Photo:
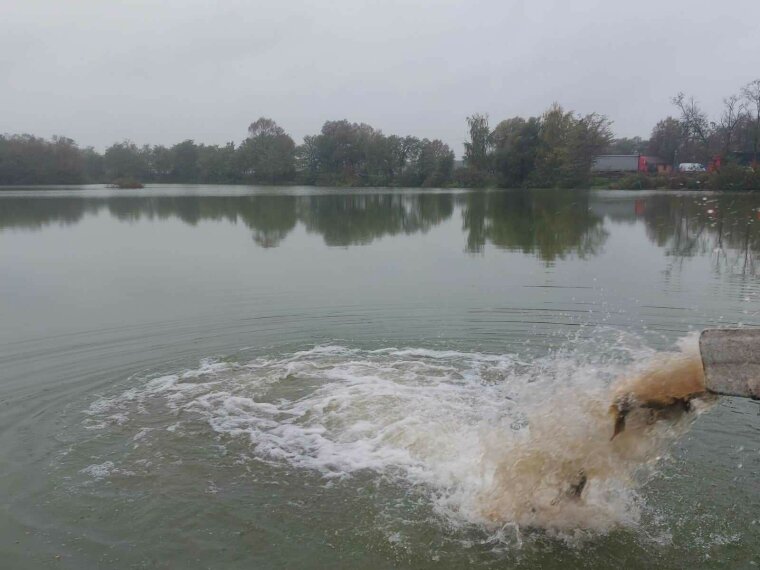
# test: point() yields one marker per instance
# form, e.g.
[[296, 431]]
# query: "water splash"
[[494, 440]]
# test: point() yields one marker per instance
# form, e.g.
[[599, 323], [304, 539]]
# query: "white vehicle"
[[691, 167]]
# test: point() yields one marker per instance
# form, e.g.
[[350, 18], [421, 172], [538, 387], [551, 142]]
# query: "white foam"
[[490, 438]]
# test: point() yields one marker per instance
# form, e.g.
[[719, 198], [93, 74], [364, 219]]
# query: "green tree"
[[126, 160], [477, 150], [268, 154]]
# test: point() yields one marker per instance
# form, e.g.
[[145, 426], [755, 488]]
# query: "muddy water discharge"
[[491, 440], [195, 377]]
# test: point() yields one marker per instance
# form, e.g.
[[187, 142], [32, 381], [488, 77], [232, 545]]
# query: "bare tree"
[[694, 120], [733, 109], [751, 94]]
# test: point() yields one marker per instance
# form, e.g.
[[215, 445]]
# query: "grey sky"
[[161, 72]]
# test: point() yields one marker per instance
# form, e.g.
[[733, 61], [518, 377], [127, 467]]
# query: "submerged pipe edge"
[[731, 361]]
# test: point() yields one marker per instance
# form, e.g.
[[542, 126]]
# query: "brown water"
[[233, 377]]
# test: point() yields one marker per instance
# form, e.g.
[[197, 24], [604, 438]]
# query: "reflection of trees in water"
[[550, 224], [270, 217], [38, 212], [361, 218], [725, 226], [341, 219]]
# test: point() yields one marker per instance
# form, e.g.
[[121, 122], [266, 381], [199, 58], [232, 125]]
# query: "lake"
[[239, 377]]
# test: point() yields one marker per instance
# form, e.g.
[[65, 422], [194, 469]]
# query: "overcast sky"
[[160, 72]]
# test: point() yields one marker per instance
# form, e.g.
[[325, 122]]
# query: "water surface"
[[288, 377]]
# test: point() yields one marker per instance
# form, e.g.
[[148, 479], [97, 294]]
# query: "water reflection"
[[724, 226], [550, 225]]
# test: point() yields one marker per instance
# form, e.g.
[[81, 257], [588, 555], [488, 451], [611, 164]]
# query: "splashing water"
[[492, 440]]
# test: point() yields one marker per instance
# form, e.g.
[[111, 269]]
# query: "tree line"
[[553, 150], [343, 153]]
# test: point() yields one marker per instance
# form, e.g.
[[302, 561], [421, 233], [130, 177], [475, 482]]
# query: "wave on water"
[[492, 440]]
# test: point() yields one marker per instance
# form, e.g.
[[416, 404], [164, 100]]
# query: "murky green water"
[[229, 377]]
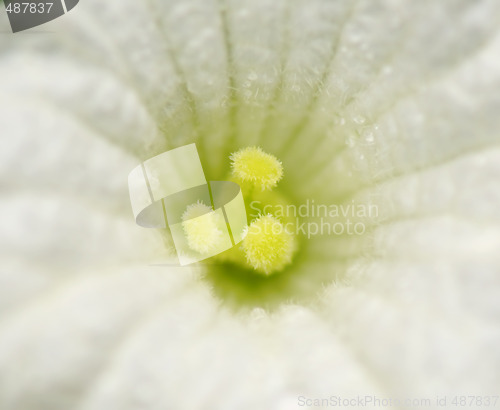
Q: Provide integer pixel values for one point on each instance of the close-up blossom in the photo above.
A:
(364, 136)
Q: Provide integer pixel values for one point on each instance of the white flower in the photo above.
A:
(389, 103)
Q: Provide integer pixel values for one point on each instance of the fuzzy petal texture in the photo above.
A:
(391, 103)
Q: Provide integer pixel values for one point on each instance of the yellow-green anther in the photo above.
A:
(202, 228)
(255, 166)
(268, 246)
________________________________________
* [THE TASK]: Copy every one of the entries above word for word, leaving out the pictures.

* [WRITTEN RESPONSE]:
Photo:
# test: point() yields one marker per instance
# form, e.g.
[[296, 431]]
# query: "water splash"
[[494, 440]]
# test: point() yields one marker per instance
# form, e.g.
[[599, 323], [304, 539]]
# query: "white vehicle"
[[691, 167]]
# test: point() yields one marker per instance
# form, e.g.
[[350, 18], [421, 172], [538, 387], [551, 142]]
# query: "white foam"
[[490, 438]]
# test: point() yields one marker per instance
# form, e.g.
[[719, 198], [93, 74], [364, 219]]
# query: "green tree"
[[126, 160], [477, 150], [268, 154]]
# test: point() yields one marker per instance
# form, e.g.
[[145, 426], [755, 488]]
# query: "muddy water discharge"
[[491, 440], [195, 377]]
# test: point() yields one marker per instance
# form, e.g.
[[187, 142], [32, 381], [488, 77], [232, 545]]
# query: "bare tree"
[[694, 120], [733, 109], [751, 94]]
# test: point() yields one marker per instance
# form, e.g.
[[215, 445]]
# query: "grey sky"
[[161, 72]]
# test: point() yields one marker per instance
# form, e.g.
[[733, 61], [518, 377], [127, 467]]
# query: "submerged pipe edge"
[[731, 361]]
# test: point() yields one marker per instance
# form, e.g.
[[542, 126]]
# query: "brown water"
[[233, 377]]
# test: point() yields one marker per instance
# form, e.g.
[[197, 24], [604, 438]]
# query: "reflection of trees in water"
[[550, 224], [270, 217], [38, 212], [361, 218], [725, 226], [341, 219]]
# test: point() yields one marker per instance
# form, e.g.
[[121, 122], [266, 381], [199, 58], [232, 125]]
# query: "lake"
[[239, 377]]
# test: point() yields one marker per instance
# form, e.g.
[[65, 422], [194, 469]]
# query: "overcast sky"
[[160, 72]]
# test: point() yields one marker per instance
# form, e.g.
[[325, 122]]
# query: "water surface"
[[288, 377]]
# test: point() yields one marker per instance
# form, e.g.
[[148, 479], [97, 294]]
# query: "water reflection"
[[724, 226], [550, 225]]
# test: point() yields one marker per instance
# form, e.g.
[[81, 257], [588, 555], [488, 451], [611, 164]]
# query: "splashing water"
[[492, 440]]
# test: point() yields one marker per instance
# form, e.g.
[[111, 269]]
# query: "tree line"
[[553, 150], [343, 153]]
# test: point() yields one marker per instance
# form, e.g.
[[302, 561], [421, 233], [130, 177], [475, 482]]
# query: "wave on water"
[[492, 440]]
# test: point() yields one marker per instance
# form, e.g.
[[416, 404], [164, 100]]
# query: "murky green water"
[[229, 377]]
Q: Provide integer pixel values for one point on each instance of the close-up blossom in the photo above.
A:
(364, 136)
Q: Provide integer pixel values for one point on each instance of the white flower in the photo above.
A:
(389, 103)
Q: Provide integer pixel values for one point on each instance of the fuzzy petal texture in the photo above.
A:
(391, 103)
Q: Provide integer pixel values for one point on each instance of the yellow-green anther in the photo above.
A:
(202, 228)
(255, 166)
(268, 246)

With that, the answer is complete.